→ Brano fornito:
··········
Dovrei essere io il primo ad avanzare sospetti? Ebbene, io mi dico - D’accordo, ma chi, all’infuori di Ulisse, dice che le Sirene cantarono veramente davanti all’uomo legato? Queste femmine abili e potenti dovrebbero davvero aver sprecato la loro arte con gente che non possedeva alcuna libertà di movimento? Qui vorrei perciò supporre, invece, che le gole gonfie osservate dai rematori gridassero, con tutta la loro forza, insulti al maledetto e prudente provinciale, e che il nostro eroe eseguisse i suoi contorcimenti (anch’essi attestai), perché pure lui alla fine provava vergogna.

E dunque le Sirene, nonostante il “definitivo” silenzio di Kafka, riprendevano bellamente a cantare; la narrazione, e l’interpretazione, continuavano. La nota di Brecht al racconto proclama, in perfetto stile midrash8 ironico: “Per questa storia si trova una rettifica anche in Franz Kafka, ma nell’età moderna essa non appare più, davvero, credibile”.
“Le Sirene cantano, anzi urlano insulti: nei “tempi nuovi” l’arte un po’sfacciata non può che prendere a male parole il borghese autoritario e provinciale che vuole godersela senza brutte conseguenze. Un anno più tardi, nel 1934, era Walter Benjamin a rievocare Ulisse e le Sirene…Nello splendido saggio su Franz Kafka, Benjamin chiama l’ebreo praghese “novello Ulisse” perché egli non ha ceduto, dice, alle lusinghe del mito, che potrebbe offrire redenzione al mondo. In Kafka, scrive il critico, le Sirene tacciono “forse perché in lui la musica e il canto sono un’espressione, o almeno un pegno di salvezza”. L’esegesi sembrava ribadire la fine”9.
··········
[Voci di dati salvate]
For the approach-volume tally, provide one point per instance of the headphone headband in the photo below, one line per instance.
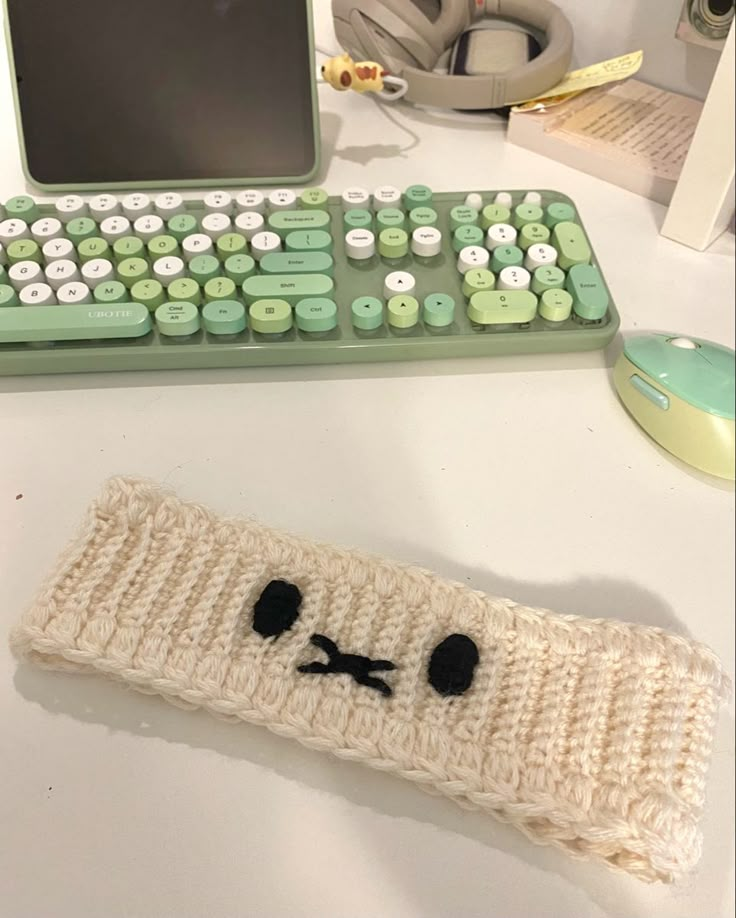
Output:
(423, 41)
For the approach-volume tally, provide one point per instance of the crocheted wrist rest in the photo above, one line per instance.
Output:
(591, 735)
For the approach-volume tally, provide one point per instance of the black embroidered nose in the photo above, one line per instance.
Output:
(452, 665)
(354, 665)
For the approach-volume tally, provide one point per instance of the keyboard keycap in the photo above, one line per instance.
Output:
(507, 307)
(72, 323)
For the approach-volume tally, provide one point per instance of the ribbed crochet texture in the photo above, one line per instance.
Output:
(591, 735)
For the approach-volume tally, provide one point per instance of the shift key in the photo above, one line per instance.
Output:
(289, 287)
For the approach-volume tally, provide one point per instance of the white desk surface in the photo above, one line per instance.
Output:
(519, 476)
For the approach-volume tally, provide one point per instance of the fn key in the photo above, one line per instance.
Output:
(73, 323)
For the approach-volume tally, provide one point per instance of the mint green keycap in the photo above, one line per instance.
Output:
(284, 221)
(8, 296)
(80, 228)
(367, 313)
(476, 280)
(439, 310)
(231, 244)
(555, 305)
(357, 218)
(184, 290)
(220, 288)
(162, 247)
(314, 199)
(270, 316)
(177, 319)
(224, 317)
(547, 278)
(113, 292)
(131, 270)
(287, 287)
(494, 213)
(416, 195)
(527, 213)
(181, 226)
(239, 268)
(24, 250)
(506, 256)
(74, 323)
(393, 243)
(297, 263)
(422, 216)
(502, 307)
(390, 218)
(402, 311)
(559, 213)
(149, 292)
(22, 207)
(309, 241)
(128, 247)
(203, 268)
(462, 215)
(589, 294)
(94, 247)
(531, 234)
(467, 235)
(571, 244)
(316, 315)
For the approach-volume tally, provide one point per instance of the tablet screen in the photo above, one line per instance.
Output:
(164, 90)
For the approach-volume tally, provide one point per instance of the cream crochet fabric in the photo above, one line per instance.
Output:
(591, 735)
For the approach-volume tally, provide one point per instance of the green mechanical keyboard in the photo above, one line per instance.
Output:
(255, 278)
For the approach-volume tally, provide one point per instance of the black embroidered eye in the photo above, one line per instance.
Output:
(452, 665)
(276, 609)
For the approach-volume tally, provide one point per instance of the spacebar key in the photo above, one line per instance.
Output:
(73, 323)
··········
→ Le consegne:
1) Nel brano su Ulisse e le Sirene, con quale espressione Benjamin chiama Kafka?
2) Riprendi il brano su Ulisse e le Sirene e prosegui il testo dal punto in cui si ferma.

→ Risposte all'esercizio:
1) Lo chiama "novello Ulisse".

2)
Il silenzio delle Sirene
Che cosa cantava Calipso, o Circe (X, 221, 227, 254), o la Sfinge dell'Edipo re10 è un quesito più legittimo e logico di quello che poneva Tiberio imperatore ai grammatici: "quid Sirenes cantare sint solitae? "11 che cosa cantassero abitualmente le sirene.
Kafka sostiene che quelle creature non cantavano: "le sirene hanno un'arma ancor più terribile del canto, ed è il loro silenzio. E’forse pensabile, sebbene non sia mai successo, che qualcuno possa salvarsi dal loro canto: sicuramente non dal loro ammutolire12... E davvero, quando Odisseo arrivò, le potenti cantatrici non cantavano... Ma Odisseo, se così si può dire, non udì il loro silenzio, credette che cantassero e che lui soltanto fosse preservato dall'udirle"13.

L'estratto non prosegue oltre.